### CONSIGNES
[A] Pour chaque affirmation ci-dessous, dites par oui ou par non si elle s'accorde avec l'article, puis citez mot pour mot le passage de l'article qui tranche. (i) Tumulte compte parmi les premières salles à offrir une expérience collective. (ii) Le prototype d'Angoulême fonctionne avec quatre projecteurs laser. (iii) Les visiteurs de Tumulte portent des lunettes 3D passives.
[B] Recopiez fidèlement le passage de l'article qui commence par les mots contenant « Si la plupart » et se termine par « modifier son déroulement. ».

### ARTICLE
Simulateurs de vol et autres immersions fortes

Si la plupart des casques VR du marché sont à la discrétion du public (Oculus Rift, Samsung Gear VR, HTC Vive, Playstation VR, Cardboard), certaines entreprises sont venues avec des dispositifs de grande taille, parfois inédits, pour des expériences en immersion destinées à des usages divers, de l’entertainment jusqu’à l’installation événementielle.

Cortex Productions (Angoulême) a fait ainsi le déplacement avec la première version mobile de sa salle immersive à 360 °. Héritière des Panoramas du XIXe siècle, Tumulte, prévue pour la projection interactive en 3D, est l’une des premières salles à proposer une expérience collective. Équipés de lunettes 3D actives avec capteurs zénithaux, les visiteurs peuvent en effet agir sur le film projeté et modifier son déroulement.

« Tumulte se décline à des tailles différentes et s’adapte au lieu. Nous étudions actuellement une version de 24 m de diamètre (25 m de hauteur) pour 600 personnes », se félicite Andreas Koch. Si le prototype à Angoulême (7,60 m de diamètre) fonctionne avec huit vidéoprojecteurs Optoma DLP (et 24 HP), la salle construite pour Virtuality ne comporte que quatre projecteurs laser Digital Projection (et un système 8.1).

### ENTRÉES ENREGISTRÉES
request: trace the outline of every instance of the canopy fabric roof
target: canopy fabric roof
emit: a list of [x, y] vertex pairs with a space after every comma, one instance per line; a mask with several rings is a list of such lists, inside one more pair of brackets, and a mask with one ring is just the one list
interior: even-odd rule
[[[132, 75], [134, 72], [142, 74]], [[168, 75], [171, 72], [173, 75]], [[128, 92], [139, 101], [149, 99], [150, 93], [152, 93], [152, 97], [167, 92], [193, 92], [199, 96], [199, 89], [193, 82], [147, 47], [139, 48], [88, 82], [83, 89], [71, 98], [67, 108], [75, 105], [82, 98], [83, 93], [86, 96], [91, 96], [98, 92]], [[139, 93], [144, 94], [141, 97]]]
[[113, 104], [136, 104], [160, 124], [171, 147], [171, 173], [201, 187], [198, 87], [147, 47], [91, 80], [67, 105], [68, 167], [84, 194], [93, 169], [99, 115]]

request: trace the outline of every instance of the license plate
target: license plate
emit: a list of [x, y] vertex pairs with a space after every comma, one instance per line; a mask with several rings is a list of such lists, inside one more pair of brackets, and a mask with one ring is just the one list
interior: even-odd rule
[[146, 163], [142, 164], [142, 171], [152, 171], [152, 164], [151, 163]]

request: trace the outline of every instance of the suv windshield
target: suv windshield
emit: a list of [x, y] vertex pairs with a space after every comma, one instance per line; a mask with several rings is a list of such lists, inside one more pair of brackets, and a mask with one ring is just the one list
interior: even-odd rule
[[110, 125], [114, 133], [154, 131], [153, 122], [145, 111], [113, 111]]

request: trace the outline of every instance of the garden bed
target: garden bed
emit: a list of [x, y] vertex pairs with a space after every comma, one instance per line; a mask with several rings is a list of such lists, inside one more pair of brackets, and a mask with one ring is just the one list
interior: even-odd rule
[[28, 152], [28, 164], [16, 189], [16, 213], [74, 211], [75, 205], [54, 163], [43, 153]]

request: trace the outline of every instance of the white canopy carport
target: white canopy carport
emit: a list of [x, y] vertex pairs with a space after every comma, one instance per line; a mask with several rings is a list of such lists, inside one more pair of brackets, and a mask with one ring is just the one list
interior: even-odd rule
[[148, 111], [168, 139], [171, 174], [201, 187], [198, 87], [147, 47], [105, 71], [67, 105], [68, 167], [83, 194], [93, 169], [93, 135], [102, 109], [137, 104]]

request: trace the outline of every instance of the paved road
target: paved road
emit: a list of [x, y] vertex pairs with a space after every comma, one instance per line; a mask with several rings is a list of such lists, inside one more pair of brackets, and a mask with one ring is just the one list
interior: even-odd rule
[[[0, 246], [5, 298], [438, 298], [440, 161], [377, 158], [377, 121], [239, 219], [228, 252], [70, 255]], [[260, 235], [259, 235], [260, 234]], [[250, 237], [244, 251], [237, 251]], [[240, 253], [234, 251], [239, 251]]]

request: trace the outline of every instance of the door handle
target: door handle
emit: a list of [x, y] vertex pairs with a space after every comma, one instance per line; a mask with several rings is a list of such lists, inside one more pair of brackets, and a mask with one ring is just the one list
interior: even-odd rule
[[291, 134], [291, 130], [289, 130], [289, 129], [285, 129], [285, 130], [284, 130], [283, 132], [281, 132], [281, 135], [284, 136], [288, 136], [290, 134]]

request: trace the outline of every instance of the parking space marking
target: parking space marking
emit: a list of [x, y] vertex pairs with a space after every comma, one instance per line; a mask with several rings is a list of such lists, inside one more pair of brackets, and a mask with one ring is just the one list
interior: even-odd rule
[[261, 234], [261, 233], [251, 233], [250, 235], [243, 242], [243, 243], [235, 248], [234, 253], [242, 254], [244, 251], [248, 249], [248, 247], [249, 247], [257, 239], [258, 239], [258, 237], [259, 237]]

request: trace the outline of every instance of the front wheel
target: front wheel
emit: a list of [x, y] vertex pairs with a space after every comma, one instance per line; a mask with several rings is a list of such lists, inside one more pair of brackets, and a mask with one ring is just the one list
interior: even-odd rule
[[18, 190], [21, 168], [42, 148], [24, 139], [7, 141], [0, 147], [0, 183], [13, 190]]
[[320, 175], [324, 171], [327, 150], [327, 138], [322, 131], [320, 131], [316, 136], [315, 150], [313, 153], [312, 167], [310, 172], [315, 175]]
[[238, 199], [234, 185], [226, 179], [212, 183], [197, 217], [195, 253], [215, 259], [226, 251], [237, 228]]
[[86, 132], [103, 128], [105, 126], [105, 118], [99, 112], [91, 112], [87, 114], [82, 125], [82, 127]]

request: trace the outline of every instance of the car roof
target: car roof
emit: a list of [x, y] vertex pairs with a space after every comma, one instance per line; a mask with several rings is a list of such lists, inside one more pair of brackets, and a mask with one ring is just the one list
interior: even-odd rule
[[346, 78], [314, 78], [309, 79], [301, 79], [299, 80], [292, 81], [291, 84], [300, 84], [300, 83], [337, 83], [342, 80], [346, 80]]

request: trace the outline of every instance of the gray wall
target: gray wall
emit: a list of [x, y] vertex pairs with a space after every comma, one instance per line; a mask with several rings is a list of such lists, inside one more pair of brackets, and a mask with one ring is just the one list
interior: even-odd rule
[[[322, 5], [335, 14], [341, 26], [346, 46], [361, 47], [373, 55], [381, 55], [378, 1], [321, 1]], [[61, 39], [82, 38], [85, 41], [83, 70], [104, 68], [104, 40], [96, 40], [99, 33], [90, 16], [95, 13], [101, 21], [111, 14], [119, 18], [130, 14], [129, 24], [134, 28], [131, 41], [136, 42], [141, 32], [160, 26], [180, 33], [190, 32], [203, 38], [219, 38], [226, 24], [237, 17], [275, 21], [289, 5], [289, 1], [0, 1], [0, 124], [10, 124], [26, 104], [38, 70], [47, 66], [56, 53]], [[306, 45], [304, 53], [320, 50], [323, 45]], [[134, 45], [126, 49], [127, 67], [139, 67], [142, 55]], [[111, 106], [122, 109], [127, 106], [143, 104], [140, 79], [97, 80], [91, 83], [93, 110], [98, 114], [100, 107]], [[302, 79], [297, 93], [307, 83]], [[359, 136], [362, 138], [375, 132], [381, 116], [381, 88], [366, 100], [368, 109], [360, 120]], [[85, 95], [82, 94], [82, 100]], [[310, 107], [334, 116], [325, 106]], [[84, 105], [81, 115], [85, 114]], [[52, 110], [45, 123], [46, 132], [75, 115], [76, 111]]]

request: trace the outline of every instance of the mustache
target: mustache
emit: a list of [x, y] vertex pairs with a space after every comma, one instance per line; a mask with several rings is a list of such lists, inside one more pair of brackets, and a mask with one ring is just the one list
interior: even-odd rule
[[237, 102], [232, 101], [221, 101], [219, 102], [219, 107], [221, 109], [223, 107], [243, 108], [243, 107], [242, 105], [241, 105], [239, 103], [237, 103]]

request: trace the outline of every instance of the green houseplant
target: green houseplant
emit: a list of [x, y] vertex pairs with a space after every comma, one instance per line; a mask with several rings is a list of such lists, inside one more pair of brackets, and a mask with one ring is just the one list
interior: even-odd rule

### RÉPONSES ATTENDUES
[A]
(i) Oui : « est l’une des premières salles à proposer une expérience collective »
(ii) Non : « le prototype à Angoulême (7,60 m de diamètre) fonctionne avec huit vidéoprojecteurs Optoma DLP »
(iii) Non : « Équipés de lunettes 3D actives avec capteurs zénithaux »

[B]
Si la plupart des casques VR du marché sont à la discrétion du public (Oculus Rift, Samsung Gear VR, HTC Vive, Playstation VR, Cardboard), certaines entreprises sont venues avec des dispositifs de grande taille, parfois inédits, pour des expériences en immersion destinées à des usages divers, de l’entertainment jusqu’à l’installation événementielle.

Cortex Productions (Angoulême) a fait ainsi le déplacement avec la première version mobile de sa salle immersive à 360 °. Héritière des Panoramas du XIXe siècle, Tumulte, prévue pour la projection interactive en 3D, est l’une des premières salles à proposer une expérience collective. Équipés de lunettes 3D actives avec capteurs zénithaux, les visiteurs peuvent en effet agir sur le film projeté et modifier son déroulement.